**Your goal:** The lines to extract start at the one containing "point: curved tree" and end with the last line; give them exactly and nothing more.
** start Entries shown **
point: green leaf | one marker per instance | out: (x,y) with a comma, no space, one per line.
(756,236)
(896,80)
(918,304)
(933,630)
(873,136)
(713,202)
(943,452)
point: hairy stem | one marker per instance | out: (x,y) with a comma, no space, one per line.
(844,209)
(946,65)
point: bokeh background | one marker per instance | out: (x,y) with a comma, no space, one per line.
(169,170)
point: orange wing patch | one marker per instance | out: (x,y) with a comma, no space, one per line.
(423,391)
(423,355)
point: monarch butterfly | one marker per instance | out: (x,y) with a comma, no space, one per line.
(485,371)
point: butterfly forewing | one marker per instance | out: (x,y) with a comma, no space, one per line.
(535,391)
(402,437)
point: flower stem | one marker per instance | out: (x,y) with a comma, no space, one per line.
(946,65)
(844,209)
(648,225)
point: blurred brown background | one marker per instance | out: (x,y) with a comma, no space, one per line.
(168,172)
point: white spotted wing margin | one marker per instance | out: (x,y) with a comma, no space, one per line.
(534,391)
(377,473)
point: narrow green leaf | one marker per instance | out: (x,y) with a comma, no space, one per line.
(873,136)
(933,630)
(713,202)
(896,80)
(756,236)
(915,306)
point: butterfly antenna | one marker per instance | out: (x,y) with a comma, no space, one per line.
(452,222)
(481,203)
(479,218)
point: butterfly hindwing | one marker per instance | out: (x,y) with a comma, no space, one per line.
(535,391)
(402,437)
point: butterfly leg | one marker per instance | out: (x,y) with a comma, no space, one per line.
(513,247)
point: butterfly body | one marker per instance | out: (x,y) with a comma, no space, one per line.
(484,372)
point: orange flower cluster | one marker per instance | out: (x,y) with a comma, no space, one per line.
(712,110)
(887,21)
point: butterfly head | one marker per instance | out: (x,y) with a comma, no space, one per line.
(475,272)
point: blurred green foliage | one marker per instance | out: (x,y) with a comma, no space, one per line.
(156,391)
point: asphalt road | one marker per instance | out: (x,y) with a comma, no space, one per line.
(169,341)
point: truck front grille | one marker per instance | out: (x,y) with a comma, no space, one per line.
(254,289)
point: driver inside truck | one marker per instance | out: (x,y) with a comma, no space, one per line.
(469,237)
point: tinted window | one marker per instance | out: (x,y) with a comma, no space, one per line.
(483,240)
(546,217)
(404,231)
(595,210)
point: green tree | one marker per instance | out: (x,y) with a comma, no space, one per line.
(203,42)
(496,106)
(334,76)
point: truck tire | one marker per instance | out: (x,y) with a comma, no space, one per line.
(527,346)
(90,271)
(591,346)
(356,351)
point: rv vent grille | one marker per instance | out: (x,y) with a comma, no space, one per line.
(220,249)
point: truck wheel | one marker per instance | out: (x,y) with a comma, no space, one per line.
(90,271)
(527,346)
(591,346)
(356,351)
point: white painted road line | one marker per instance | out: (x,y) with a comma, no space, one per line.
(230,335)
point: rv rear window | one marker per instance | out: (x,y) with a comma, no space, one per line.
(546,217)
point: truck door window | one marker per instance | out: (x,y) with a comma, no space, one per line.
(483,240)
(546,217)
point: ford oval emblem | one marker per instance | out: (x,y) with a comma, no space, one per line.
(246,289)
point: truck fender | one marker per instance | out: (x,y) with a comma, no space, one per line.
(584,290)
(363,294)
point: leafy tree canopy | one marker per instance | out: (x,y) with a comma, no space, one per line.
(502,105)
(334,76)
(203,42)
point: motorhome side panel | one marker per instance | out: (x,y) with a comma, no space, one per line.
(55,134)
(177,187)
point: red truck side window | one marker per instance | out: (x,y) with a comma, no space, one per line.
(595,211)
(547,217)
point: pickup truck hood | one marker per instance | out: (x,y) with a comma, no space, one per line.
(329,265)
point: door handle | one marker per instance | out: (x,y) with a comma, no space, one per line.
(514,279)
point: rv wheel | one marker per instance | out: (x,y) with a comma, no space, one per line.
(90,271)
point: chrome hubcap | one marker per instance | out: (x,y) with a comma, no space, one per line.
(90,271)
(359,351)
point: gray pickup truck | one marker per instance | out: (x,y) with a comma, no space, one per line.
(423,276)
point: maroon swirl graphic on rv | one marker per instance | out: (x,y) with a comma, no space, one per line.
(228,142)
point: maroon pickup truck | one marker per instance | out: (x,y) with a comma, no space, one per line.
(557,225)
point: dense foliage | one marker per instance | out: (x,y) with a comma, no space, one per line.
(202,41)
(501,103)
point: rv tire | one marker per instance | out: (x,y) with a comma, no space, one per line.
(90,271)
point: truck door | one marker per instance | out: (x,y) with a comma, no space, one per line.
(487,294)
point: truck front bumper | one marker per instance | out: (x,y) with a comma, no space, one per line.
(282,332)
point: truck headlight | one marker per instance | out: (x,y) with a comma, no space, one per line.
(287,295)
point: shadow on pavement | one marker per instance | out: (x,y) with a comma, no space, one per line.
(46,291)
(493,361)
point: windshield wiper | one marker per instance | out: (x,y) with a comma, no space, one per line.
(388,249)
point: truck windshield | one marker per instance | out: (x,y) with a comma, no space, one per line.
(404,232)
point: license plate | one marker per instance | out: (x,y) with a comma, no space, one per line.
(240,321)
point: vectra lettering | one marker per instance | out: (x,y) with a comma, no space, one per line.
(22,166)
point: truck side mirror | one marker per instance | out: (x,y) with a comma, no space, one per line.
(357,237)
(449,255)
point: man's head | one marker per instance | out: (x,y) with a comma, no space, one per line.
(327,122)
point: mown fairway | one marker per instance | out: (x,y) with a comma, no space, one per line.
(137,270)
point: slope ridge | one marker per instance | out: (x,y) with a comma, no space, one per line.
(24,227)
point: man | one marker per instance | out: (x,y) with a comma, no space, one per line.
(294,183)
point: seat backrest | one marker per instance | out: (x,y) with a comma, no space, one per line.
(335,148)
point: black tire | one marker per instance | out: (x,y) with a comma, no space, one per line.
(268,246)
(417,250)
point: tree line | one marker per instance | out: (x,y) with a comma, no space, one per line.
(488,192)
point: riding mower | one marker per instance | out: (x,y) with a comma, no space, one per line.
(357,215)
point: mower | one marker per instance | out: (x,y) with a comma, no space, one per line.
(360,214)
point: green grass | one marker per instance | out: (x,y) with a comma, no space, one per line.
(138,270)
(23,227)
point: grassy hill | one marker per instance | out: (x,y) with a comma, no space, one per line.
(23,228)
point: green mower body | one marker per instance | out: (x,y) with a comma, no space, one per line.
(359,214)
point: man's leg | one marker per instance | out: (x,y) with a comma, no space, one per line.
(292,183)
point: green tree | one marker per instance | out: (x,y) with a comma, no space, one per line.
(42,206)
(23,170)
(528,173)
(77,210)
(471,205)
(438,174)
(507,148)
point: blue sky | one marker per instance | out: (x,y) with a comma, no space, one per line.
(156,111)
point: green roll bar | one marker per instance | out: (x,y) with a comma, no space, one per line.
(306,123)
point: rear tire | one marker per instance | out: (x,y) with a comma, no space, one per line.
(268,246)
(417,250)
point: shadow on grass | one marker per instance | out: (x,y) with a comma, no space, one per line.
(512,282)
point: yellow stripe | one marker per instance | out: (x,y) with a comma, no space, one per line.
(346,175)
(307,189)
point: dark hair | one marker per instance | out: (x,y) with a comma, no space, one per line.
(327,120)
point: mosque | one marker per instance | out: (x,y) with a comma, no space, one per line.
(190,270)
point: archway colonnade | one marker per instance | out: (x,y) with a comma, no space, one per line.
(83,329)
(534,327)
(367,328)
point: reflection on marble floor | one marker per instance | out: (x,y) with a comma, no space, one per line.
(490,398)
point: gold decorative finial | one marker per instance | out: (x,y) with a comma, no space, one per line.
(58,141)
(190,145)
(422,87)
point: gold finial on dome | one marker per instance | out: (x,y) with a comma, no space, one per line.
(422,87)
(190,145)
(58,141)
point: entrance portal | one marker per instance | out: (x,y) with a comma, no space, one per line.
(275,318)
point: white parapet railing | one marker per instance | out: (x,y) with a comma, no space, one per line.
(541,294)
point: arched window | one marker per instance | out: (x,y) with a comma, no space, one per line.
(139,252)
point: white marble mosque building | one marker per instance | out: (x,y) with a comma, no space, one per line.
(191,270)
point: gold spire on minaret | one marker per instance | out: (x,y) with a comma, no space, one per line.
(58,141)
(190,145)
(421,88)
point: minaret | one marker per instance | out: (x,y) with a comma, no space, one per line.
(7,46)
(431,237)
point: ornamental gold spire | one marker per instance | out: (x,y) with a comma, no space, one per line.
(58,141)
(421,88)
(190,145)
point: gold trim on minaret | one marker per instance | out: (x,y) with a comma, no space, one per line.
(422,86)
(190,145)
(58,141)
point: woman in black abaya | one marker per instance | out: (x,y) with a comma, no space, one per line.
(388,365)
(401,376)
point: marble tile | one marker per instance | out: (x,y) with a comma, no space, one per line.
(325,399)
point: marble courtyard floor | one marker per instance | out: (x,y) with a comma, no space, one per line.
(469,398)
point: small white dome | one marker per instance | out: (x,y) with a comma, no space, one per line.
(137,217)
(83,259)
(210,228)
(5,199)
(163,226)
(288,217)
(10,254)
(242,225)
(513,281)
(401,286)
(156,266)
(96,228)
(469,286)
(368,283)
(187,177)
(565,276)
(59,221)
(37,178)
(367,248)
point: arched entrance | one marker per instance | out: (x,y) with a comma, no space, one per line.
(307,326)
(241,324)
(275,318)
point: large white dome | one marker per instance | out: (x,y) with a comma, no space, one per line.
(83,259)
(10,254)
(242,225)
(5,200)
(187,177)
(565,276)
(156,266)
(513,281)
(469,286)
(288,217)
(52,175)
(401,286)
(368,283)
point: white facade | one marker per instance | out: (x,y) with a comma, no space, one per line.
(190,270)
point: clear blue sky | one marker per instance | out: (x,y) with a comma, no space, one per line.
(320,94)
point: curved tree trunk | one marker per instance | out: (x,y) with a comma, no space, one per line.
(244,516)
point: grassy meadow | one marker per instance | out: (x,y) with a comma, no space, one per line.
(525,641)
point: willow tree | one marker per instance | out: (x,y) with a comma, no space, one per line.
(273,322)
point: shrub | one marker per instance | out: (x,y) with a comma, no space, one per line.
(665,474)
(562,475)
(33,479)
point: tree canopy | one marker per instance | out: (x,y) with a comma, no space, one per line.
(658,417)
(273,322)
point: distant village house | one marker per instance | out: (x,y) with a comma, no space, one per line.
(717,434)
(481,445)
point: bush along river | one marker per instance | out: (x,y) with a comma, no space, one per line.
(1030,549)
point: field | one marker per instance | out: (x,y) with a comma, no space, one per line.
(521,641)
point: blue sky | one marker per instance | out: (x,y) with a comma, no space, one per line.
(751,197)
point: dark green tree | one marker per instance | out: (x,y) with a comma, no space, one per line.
** end Entries shown **
**Reply to the task:**
point: curved tree trunk | one marker per instance | out: (x,y) with a comma, no space, one per line.
(244,516)
point: grassy meadow | one marker per instance | out: (x,y) with a comma, no space, one per line.
(525,641)
point: willow tree | one marker per instance | out: (x,y) with a comma, no space, one per line.
(273,322)
point: shrub | one marker per instance | out: (x,y) with a comma, no space, one per line.
(665,474)
(562,475)
(33,479)
point: tree canopy | one marker per instance | out: (x,y) with a comma, no space, one per line.
(658,417)
(273,322)
point: distant village house | one marker per instance | out: (x,y) with a comma, no space, one per line.
(717,434)
(481,445)
point: bush along river | one marker per instance | out: (x,y) with a comma, no space, one per line.
(1030,549)
point: field | one marker per instance | out: (x,y) with a comma, no space, one per line.
(521,641)
point: blue sky | one marker per instance | out: (x,y) with a comma, no space, one per line.
(751,197)
point: dark green tree | one marker per instance | out: (x,y) with a comma, no space, one per line.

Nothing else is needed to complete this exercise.